begin Dataset extract

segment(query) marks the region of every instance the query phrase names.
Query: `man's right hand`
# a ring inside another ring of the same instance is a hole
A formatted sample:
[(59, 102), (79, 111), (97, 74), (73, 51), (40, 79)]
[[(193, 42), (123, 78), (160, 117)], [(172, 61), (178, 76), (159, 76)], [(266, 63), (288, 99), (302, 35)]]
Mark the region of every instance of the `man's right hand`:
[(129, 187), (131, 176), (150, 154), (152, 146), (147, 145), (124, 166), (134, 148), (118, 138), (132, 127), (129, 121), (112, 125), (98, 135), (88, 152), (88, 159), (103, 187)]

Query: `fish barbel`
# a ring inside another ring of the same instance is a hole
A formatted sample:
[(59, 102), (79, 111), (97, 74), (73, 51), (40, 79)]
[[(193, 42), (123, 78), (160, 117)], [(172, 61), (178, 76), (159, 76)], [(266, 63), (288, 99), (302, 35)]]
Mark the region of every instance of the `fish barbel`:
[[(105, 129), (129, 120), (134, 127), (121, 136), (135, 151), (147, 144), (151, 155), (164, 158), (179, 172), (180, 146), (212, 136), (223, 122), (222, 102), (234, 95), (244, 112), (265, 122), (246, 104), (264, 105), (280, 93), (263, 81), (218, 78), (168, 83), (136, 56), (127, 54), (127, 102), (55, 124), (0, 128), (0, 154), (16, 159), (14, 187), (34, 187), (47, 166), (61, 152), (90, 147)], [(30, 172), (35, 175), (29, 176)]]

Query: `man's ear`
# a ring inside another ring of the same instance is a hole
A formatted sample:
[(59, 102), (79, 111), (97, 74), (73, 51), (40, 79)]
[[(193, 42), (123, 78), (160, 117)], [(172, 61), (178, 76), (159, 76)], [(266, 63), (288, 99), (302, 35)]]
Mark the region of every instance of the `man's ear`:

end Dataset extract

Exercise prompt
Repeat all the records, switching every "formatted sample" to "format example" and changing nothing else.

Response to the exercise
segment(query) marks the region of every instance the query phrase names.
Query: `man's right hand`
# a ring inside another ring of the same instance is a hole
A format example:
[(59, 102), (79, 111), (97, 74), (73, 51), (40, 79)]
[[(193, 42), (123, 78), (160, 117)], [(172, 61), (178, 76), (159, 76)], [(266, 63), (288, 99), (302, 35)]]
Mark the region of every instance of the `man's right hand`:
[(129, 187), (131, 176), (150, 154), (152, 146), (147, 145), (124, 166), (134, 148), (118, 138), (132, 127), (129, 121), (112, 125), (98, 135), (88, 152), (88, 159), (103, 187)]

Query: `fish barbel`
# a ring inside another ring of the same instance is a hole
A format example:
[(59, 102), (79, 111), (97, 74), (73, 51), (40, 79)]
[[(193, 42), (123, 78), (160, 117)], [(172, 61), (178, 76), (159, 76)], [(266, 63), (288, 99), (302, 35)]]
Mark the region of every instance of the `fish barbel`:
[[(105, 129), (129, 120), (134, 127), (121, 136), (135, 151), (147, 144), (151, 155), (164, 158), (179, 172), (180, 146), (212, 136), (223, 122), (222, 102), (234, 95), (244, 112), (265, 122), (246, 104), (264, 105), (280, 93), (263, 81), (218, 78), (168, 83), (136, 56), (127, 54), (127, 102), (55, 124), (0, 128), (0, 154), (16, 159), (14, 187), (34, 187), (47, 166), (61, 152), (90, 147)], [(30, 172), (35, 175), (29, 176)]]

Query: `man's ear`
# a ring inside another ring of the same instance is a hole
A format example:
[(59, 102), (79, 111), (97, 74), (73, 51), (40, 79)]
[[(193, 42), (123, 78), (160, 117)], [(172, 61), (178, 76), (159, 76)], [(266, 63), (288, 99), (302, 35)]]
Mark the region of every instance of the `man's ear`:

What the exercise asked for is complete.